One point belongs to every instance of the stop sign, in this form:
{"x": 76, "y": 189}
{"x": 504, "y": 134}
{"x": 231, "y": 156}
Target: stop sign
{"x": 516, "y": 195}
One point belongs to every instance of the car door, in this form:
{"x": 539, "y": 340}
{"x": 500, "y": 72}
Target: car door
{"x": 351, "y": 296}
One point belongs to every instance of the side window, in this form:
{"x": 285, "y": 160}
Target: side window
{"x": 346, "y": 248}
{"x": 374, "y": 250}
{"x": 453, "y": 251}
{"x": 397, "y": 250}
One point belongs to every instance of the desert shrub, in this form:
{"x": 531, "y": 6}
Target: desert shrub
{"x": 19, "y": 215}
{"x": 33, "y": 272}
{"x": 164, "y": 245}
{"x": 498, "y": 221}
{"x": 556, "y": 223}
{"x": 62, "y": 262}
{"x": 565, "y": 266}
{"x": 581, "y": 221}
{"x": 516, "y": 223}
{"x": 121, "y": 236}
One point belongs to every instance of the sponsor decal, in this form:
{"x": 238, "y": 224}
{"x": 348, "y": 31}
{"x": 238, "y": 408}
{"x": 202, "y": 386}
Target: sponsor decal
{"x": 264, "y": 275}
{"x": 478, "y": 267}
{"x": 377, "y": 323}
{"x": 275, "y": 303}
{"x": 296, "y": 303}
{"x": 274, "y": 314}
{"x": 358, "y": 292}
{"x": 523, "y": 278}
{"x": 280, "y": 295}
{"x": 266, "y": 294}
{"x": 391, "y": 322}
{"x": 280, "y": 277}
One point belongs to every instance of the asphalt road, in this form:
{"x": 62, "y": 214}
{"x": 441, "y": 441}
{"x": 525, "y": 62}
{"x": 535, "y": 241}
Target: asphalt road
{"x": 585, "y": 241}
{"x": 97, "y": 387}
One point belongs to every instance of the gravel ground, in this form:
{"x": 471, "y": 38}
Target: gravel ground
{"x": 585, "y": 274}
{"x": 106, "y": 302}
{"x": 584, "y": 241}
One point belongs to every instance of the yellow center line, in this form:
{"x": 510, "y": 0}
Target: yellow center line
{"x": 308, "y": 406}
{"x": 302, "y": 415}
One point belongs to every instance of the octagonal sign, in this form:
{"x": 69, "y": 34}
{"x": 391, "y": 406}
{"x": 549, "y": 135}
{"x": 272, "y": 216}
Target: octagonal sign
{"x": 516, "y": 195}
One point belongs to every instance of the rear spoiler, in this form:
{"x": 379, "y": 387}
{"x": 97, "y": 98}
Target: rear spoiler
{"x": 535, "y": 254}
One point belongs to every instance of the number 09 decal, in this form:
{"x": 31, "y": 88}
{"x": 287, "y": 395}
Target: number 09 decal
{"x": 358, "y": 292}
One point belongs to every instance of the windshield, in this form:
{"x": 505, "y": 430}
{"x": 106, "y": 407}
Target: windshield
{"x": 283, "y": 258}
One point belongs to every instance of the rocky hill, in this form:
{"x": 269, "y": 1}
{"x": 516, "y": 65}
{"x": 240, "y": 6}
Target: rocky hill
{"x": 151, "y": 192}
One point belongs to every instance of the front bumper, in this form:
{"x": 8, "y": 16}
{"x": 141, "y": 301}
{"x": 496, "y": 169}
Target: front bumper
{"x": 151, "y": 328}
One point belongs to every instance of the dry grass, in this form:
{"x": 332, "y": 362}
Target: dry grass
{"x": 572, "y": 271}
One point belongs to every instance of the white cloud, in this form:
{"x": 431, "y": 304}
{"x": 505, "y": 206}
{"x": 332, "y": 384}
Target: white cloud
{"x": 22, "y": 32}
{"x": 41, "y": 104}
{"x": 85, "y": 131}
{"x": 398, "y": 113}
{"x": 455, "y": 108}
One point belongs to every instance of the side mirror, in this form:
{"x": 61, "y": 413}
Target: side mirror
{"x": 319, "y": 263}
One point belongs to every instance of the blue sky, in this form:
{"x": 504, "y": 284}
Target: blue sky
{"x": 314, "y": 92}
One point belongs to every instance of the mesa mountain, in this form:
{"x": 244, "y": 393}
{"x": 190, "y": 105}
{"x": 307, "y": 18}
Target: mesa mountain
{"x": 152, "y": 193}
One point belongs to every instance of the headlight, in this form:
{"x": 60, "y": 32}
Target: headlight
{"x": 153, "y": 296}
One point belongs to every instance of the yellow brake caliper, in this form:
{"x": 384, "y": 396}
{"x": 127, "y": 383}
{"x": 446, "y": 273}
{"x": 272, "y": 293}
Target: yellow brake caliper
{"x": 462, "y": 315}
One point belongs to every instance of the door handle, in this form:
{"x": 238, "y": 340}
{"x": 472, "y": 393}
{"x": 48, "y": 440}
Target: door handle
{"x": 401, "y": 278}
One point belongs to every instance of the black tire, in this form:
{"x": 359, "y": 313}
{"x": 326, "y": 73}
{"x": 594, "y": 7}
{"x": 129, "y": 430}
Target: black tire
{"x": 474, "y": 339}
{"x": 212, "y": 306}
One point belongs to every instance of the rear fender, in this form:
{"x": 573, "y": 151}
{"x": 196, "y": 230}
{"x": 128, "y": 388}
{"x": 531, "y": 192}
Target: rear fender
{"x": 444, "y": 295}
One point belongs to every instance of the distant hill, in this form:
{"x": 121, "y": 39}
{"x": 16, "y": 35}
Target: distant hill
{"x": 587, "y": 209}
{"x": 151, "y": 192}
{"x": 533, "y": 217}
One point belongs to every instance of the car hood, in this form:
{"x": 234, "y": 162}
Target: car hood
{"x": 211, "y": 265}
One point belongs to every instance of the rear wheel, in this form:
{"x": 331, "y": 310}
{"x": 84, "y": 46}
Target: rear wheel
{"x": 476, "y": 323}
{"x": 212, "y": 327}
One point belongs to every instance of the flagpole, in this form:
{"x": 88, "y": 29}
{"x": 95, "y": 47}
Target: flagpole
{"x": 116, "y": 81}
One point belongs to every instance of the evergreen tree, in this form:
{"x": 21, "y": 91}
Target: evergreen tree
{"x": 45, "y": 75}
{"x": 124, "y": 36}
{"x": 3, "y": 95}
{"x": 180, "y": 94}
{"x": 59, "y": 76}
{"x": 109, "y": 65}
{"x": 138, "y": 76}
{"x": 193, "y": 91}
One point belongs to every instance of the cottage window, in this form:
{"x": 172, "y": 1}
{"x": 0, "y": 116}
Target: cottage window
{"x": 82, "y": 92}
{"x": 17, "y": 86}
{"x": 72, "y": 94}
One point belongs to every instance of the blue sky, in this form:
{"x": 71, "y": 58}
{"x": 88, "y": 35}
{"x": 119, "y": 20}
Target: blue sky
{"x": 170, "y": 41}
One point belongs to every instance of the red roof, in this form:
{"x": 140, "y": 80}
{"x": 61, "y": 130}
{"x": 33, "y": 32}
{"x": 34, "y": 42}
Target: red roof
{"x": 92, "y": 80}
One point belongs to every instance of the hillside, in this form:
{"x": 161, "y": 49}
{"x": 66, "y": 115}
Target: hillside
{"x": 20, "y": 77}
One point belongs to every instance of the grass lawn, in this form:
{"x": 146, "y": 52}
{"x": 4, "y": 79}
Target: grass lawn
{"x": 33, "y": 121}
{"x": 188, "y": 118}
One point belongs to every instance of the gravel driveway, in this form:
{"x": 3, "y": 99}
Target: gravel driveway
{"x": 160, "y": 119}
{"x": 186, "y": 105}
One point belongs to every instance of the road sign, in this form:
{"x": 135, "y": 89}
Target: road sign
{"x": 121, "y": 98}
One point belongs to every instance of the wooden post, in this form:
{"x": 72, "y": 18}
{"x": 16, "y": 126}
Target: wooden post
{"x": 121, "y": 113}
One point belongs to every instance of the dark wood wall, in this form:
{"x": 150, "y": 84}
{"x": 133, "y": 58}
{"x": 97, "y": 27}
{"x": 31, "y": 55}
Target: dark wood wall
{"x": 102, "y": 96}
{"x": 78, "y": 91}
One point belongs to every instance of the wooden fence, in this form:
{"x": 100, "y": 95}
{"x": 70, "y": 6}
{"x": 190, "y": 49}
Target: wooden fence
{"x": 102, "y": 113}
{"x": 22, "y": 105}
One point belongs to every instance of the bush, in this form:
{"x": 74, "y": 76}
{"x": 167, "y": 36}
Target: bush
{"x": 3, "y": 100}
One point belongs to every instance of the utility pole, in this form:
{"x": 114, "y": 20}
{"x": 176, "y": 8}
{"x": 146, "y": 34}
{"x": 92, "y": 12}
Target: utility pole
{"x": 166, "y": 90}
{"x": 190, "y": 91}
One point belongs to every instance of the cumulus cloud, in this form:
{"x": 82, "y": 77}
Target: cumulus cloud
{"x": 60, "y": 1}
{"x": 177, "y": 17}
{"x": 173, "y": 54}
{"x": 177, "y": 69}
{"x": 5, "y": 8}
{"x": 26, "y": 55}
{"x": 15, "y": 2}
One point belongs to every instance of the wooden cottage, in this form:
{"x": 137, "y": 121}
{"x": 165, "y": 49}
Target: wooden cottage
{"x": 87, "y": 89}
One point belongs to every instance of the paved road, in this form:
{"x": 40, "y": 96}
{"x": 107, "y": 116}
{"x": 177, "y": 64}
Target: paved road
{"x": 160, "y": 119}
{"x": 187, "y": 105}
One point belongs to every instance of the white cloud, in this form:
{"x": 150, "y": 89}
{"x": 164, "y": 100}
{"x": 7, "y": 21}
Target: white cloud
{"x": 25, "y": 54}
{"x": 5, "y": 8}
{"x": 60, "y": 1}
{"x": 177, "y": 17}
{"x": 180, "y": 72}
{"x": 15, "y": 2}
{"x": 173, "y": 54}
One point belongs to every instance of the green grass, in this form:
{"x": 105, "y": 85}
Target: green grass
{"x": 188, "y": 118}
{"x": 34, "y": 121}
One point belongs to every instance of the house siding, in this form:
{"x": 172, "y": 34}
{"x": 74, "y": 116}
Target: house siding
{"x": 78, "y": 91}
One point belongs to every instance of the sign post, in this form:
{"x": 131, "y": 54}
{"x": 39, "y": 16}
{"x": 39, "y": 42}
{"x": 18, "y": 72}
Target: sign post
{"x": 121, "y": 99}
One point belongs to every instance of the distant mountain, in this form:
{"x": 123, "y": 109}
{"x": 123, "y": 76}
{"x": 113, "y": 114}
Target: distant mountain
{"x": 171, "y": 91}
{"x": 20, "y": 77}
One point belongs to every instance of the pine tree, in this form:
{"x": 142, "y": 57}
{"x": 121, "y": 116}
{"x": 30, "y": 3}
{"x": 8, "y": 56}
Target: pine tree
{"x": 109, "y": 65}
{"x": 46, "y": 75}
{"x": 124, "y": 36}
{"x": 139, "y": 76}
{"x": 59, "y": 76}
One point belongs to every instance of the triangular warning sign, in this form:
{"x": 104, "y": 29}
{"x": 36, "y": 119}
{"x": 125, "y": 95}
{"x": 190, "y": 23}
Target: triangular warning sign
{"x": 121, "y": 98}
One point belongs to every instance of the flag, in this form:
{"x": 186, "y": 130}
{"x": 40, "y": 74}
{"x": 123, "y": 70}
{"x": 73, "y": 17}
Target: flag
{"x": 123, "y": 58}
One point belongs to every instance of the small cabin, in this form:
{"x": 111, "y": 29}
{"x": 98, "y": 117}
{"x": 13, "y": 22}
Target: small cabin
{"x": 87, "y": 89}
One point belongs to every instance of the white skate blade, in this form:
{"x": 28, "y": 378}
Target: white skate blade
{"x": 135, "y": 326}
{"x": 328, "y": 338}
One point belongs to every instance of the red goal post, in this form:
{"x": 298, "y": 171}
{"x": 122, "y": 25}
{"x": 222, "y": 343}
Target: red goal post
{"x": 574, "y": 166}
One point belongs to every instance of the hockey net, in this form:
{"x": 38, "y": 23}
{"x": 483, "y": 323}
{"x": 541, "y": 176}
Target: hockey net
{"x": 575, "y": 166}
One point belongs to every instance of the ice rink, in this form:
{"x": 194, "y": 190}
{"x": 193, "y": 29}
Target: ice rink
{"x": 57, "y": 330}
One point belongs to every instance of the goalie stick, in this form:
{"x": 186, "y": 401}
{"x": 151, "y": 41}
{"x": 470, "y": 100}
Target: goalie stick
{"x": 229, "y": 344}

::::::

- _WHAT YOU SHOULD DO_
Revise the lines from the one containing "One point belongs to every instance of the goalie" through the end of the lines, replacing "goalie stick" with "hockey stick" and leaving everything else unchanged. Give only those lines.

- _WRITTEN SOLUTION_
One point belongs to every instance of the hockey stick, in this form:
{"x": 186, "y": 401}
{"x": 151, "y": 41}
{"x": 470, "y": 100}
Target: hockey stick
{"x": 229, "y": 344}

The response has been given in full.